Only the lines from the one containing "# tag every instance of the bamboo" through the end of the entries are to be copied, exactly and without pictures, please.
Data to use: Begin
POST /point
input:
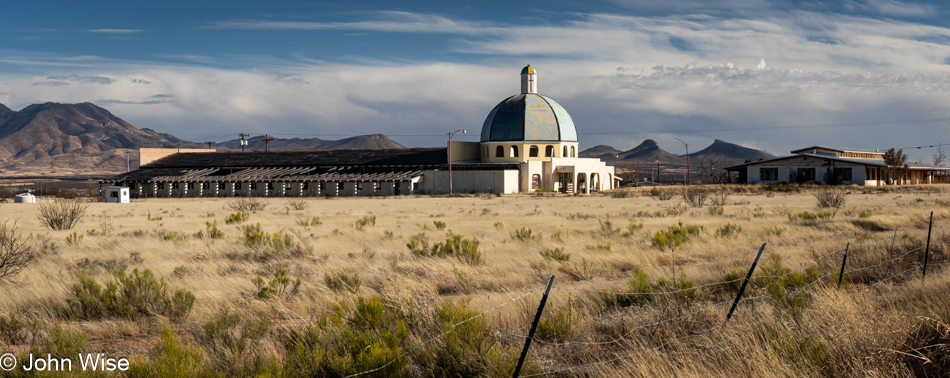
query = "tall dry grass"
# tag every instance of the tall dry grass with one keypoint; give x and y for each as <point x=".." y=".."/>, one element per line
<point x="806" y="333"/>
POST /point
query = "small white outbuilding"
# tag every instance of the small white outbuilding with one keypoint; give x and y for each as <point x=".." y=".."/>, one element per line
<point x="117" y="194"/>
<point x="24" y="198"/>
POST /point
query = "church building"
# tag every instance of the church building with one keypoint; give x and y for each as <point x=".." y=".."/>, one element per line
<point x="528" y="143"/>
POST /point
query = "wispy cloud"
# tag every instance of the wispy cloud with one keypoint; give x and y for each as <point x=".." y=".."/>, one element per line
<point x="115" y="31"/>
<point x="402" y="22"/>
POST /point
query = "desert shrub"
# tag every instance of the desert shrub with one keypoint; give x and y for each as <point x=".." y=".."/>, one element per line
<point x="554" y="328"/>
<point x="11" y="329"/>
<point x="212" y="230"/>
<point x="277" y="287"/>
<point x="247" y="204"/>
<point x="169" y="358"/>
<point x="808" y="218"/>
<point x="350" y="339"/>
<point x="308" y="222"/>
<point x="239" y="217"/>
<point x="337" y="281"/>
<point x="525" y="234"/>
<point x="297" y="204"/>
<point x="729" y="230"/>
<point x="270" y="245"/>
<point x="62" y="214"/>
<point x="695" y="196"/>
<point x="469" y="350"/>
<point x="607" y="228"/>
<point x="464" y="249"/>
<point x="831" y="197"/>
<point x="556" y="254"/>
<point x="16" y="251"/>
<point x="361" y="223"/>
<point x="129" y="296"/>
<point x="231" y="341"/>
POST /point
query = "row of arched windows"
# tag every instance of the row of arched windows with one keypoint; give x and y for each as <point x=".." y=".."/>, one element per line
<point x="532" y="151"/>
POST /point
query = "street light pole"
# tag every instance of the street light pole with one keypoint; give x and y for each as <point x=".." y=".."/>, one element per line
<point x="450" y="156"/>
<point x="689" y="178"/>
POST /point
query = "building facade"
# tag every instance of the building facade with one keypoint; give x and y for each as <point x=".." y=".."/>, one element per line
<point x="528" y="143"/>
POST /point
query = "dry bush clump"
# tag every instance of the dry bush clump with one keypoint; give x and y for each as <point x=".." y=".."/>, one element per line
<point x="16" y="250"/>
<point x="831" y="197"/>
<point x="247" y="204"/>
<point x="61" y="214"/>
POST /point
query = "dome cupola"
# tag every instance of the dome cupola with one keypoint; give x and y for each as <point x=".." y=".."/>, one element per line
<point x="529" y="116"/>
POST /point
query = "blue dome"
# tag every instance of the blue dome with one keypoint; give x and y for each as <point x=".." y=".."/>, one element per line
<point x="529" y="117"/>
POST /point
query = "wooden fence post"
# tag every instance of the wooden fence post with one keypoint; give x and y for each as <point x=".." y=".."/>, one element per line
<point x="534" y="326"/>
<point x="843" y="261"/>
<point x="927" y="251"/>
<point x="746" y="282"/>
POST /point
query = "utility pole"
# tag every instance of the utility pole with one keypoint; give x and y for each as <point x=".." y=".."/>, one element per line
<point x="689" y="179"/>
<point x="267" y="138"/>
<point x="450" y="155"/>
<point x="243" y="141"/>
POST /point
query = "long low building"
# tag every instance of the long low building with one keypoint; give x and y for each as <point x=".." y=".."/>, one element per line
<point x="834" y="165"/>
<point x="528" y="143"/>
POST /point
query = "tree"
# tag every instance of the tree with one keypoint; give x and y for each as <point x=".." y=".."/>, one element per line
<point x="939" y="157"/>
<point x="897" y="167"/>
<point x="713" y="167"/>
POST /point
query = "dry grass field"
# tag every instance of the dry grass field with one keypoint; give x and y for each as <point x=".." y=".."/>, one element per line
<point x="440" y="286"/>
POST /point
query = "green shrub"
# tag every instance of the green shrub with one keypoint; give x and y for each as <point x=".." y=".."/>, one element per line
<point x="337" y="281"/>
<point x="212" y="230"/>
<point x="169" y="358"/>
<point x="525" y="234"/>
<point x="239" y="217"/>
<point x="556" y="254"/>
<point x="729" y="230"/>
<point x="554" y="328"/>
<point x="364" y="221"/>
<point x="11" y="329"/>
<point x="276" y="288"/>
<point x="464" y="249"/>
<point x="308" y="222"/>
<point x="350" y="340"/>
<point x="129" y="296"/>
<point x="232" y="342"/>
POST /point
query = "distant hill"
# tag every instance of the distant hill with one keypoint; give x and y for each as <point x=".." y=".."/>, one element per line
<point x="361" y="141"/>
<point x="85" y="139"/>
<point x="732" y="151"/>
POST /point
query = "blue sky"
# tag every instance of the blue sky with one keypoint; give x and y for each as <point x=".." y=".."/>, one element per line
<point x="775" y="75"/>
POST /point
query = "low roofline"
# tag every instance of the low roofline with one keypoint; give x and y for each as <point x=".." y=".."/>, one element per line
<point x="865" y="162"/>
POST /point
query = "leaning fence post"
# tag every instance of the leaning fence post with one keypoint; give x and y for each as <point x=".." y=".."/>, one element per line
<point x="746" y="282"/>
<point x="927" y="251"/>
<point x="534" y="326"/>
<point x="843" y="261"/>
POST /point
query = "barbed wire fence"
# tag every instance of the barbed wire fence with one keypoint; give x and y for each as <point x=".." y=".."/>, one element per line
<point x="824" y="260"/>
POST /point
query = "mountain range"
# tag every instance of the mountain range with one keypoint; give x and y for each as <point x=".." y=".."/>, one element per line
<point x="85" y="139"/>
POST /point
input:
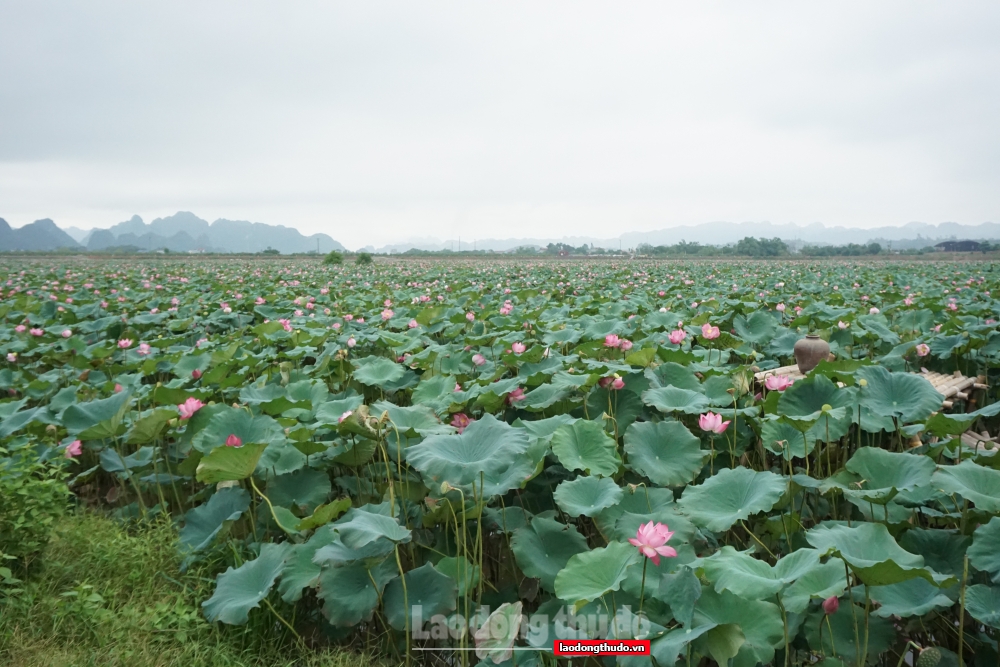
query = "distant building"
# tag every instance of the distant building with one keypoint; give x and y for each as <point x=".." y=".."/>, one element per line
<point x="958" y="246"/>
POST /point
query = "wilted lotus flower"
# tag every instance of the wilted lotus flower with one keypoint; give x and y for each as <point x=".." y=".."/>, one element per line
<point x="778" y="382"/>
<point x="713" y="423"/>
<point x="74" y="448"/>
<point x="189" y="407"/>
<point x="651" y="540"/>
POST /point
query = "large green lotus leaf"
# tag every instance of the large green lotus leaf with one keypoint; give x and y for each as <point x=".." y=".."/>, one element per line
<point x="242" y="424"/>
<point x="229" y="464"/>
<point x="746" y="576"/>
<point x="543" y="548"/>
<point x="758" y="328"/>
<point x="667" y="453"/>
<point x="807" y="397"/>
<point x="98" y="419"/>
<point x="377" y="371"/>
<point x="905" y="396"/>
<point x="415" y="419"/>
<point x="983" y="603"/>
<point x="973" y="482"/>
<point x="821" y="582"/>
<point x="465" y="574"/>
<point x="817" y="630"/>
<point x="495" y="638"/>
<point x="760" y="622"/>
<point x="871" y="552"/>
<point x="984" y="554"/>
<point x="672" y="374"/>
<point x="348" y="594"/>
<point x="681" y="591"/>
<point x="428" y="593"/>
<point x="731" y="495"/>
<point x="239" y="590"/>
<point x="675" y="399"/>
<point x="883" y="474"/>
<point x="331" y="411"/>
<point x="943" y="550"/>
<point x="300" y="570"/>
<point x="584" y="445"/>
<point x="589" y="575"/>
<point x="359" y="528"/>
<point x="487" y="447"/>
<point x="914" y="597"/>
<point x="587" y="496"/>
<point x="112" y="461"/>
<point x="541" y="430"/>
<point x="666" y="649"/>
<point x="783" y="438"/>
<point x="305" y="489"/>
<point x="204" y="522"/>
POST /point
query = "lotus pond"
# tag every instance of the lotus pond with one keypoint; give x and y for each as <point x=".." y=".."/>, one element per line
<point x="458" y="463"/>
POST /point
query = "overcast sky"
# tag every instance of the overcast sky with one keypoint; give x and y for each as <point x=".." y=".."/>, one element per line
<point x="383" y="121"/>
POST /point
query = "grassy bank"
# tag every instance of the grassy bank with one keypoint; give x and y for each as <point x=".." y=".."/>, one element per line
<point x="103" y="596"/>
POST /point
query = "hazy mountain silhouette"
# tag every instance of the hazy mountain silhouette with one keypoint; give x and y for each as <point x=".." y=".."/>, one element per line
<point x="38" y="235"/>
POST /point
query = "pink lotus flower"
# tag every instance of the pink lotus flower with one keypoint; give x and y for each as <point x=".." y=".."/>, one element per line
<point x="460" y="421"/>
<point x="651" y="540"/>
<point x="713" y="423"/>
<point x="189" y="407"/>
<point x="778" y="382"/>
<point x="74" y="448"/>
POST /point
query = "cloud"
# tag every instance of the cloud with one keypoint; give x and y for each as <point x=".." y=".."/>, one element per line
<point x="375" y="123"/>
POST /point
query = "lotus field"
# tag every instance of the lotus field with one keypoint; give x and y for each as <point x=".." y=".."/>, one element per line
<point x="458" y="463"/>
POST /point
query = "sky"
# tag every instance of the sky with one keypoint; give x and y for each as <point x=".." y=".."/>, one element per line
<point x="380" y="122"/>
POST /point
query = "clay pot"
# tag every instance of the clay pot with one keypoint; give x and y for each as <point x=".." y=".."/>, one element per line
<point x="809" y="351"/>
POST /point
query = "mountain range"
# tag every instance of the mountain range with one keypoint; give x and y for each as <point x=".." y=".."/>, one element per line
<point x="181" y="232"/>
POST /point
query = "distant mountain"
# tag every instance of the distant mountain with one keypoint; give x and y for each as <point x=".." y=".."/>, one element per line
<point x="38" y="235"/>
<point x="914" y="234"/>
<point x="186" y="232"/>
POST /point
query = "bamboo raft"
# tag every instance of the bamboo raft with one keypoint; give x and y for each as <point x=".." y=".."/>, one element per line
<point x="954" y="387"/>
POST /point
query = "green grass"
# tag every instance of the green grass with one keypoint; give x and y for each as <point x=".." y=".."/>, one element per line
<point x="103" y="596"/>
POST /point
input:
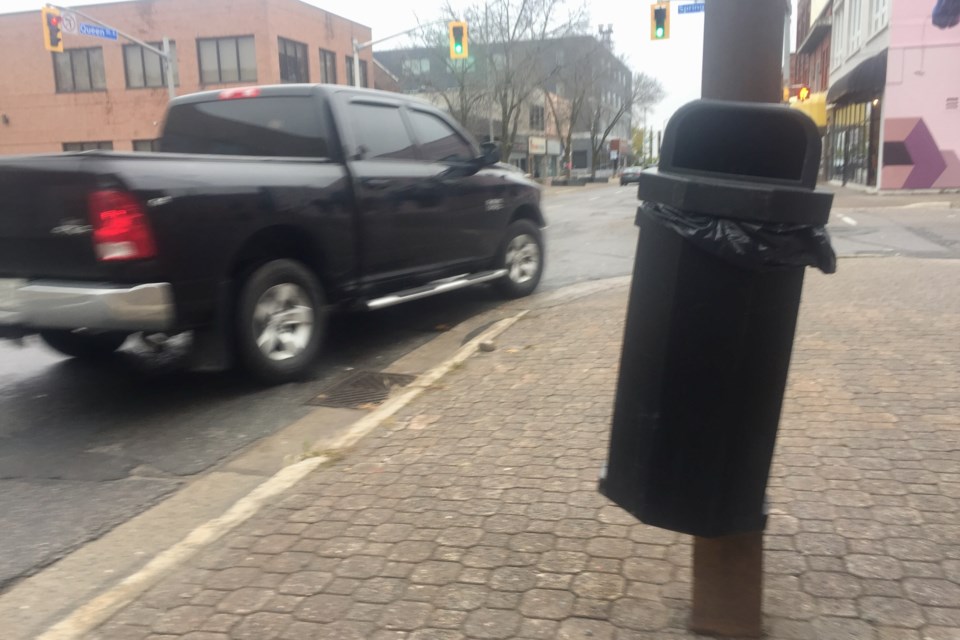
Data to use: End
Result of the task:
# tag every instance of the bamboo raft with one keypoint; give x and y for each as <point x=".." y=".."/>, one element per line
<point x="954" y="387"/>
POST /point
query = "green grass"
# tag every instance of the green grass with one keypoint; give x and y for each as <point x=".." y=".."/>, one element per line
<point x="103" y="596"/>
POST /point
input:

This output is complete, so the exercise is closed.